# EXCERPTED PASSAGE
==============================

The central dogma of molecular biology is “DNA (deoxyribonucleic acid) makes RNA, RNA makes proteins, and proteins make us”. The process by which DNA is “copied” to RNA is called transcription, and that by which RNA is used as a template to make proteins is called translation.
The human genome contains over 3 billion base pairs of DNA, of which 70% is transcribable into RNA. However, only less than 2% of these RNAs can be used as a template to translate into proteins, which are called “coding RNA”. The vast majority are “non-coding RNA” (ncRNA).
There are different classes of ncRNA, participating in different cellular processes. The one with a length of over 200 nucleotides (the building block of DNA and RNA) is called long non-coding RNA (lncRNA).
What are the functions of lncRNA?
Many studies have found that lncRNA participates in a variety of biological processes, for example, to assemble protein complex, or to regulate coding RNA translation, etc.
Scientists have been actively researching on the functions of lncRNA and so far have revealed many. We can divide these functions into two major categories: 1) assemble proteins; 2) compete for binding with other non-coding RNAs.
1. Assemble proteins
Different lncRNAs have been found associated with many different proteins. The interaction through lncRNAs’ bindings with proteins will determine the lncRNA functions. For example, lncRNA facilitates the binding of transcription factors, a type of protein, to the genome and regulates the expression level of the targeted gene. The transcription factor binding is like a switch to control how much genetic information is “copied” to RNA. See panel C of the below figure.

==============================

# EXTRACTED ENTRIES
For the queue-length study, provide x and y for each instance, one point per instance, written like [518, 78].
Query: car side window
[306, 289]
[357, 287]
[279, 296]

==============================

# USING THE INFORMATION
1. List the named categories of RNA that the passage on long non-coding RNA distinguishes.
2. Summarize the passage on long non-coding RNA in two sentences.
3. Continue the passage on long non-coding RNA from the point where it stops.
None of the items is needed for this work.

# ANSWERS TO THE EXERCISES
1.
Coding RNA
Non-coding RNA (ncRNA)
Long non-coding RNA (lncRNA)

2. Although about 70% of the human genome's DNA can be transcribed into RNA, less than 2% of that RNA codes for proteins, and the rest is non-coding RNA, including long non-coding RNA (lncRNA) of over 200 nucleotides. The functions of lncRNA fall into two major categories, assembling proteins and competing for binding with other non-coding RNAs, and in one example lncRNA helps transcription factors bind to the genome to regulate gene expression.

3.
To help understand the functions of lncRNA, a research led by City University of Hong Kong scientists has developed a novel detection method to identify binding proteins of lncRNAs in the living cells.
2. Compete for binding with other non-coding RNA
We know that lncRNA can also compete with messenger RNAs (mRNAs, the molecule that will end up making one specific protein) or circular RNA (circRNA) for binding with microRNA (miRNA, a small non-coding RNA molecule containing about 22 nucleotides). When microRNA binds to lncRNA instead of binding to mRNA, the abundance of mRNA gets increased, and the expression level of genes is regulated. See panel H of the above figure.
In addition to the above two examples, there are also other functions of lncRNA (see the other panels in the above figure). Scientists are still working very hard to explore.
How is lncRNA related to different kinds of diseases?
In some diseases, particularly certain types of cancers, some specific lncRNA expression will get increased. For example:
1) in some of the liver cancer patients, hepatocyte cellular abundance of lncRNA DANCR (Differentiation antagonizing non-protein coding RNA) is significantly higher than the people without liver cancer;
2) in lung cancer, the expression level of lncRNA MALAT1 (metastasis-associated lung adenocarcinoma transcript 1) is associated with its prognosis. Sometimes, the level of MALAT1 can be considered as a biomarker for lung cancer metastasis.
However, the detailed molecular mechanisms remain elusive.
What is the relationship between IncRNA & microRNA (miRNA)?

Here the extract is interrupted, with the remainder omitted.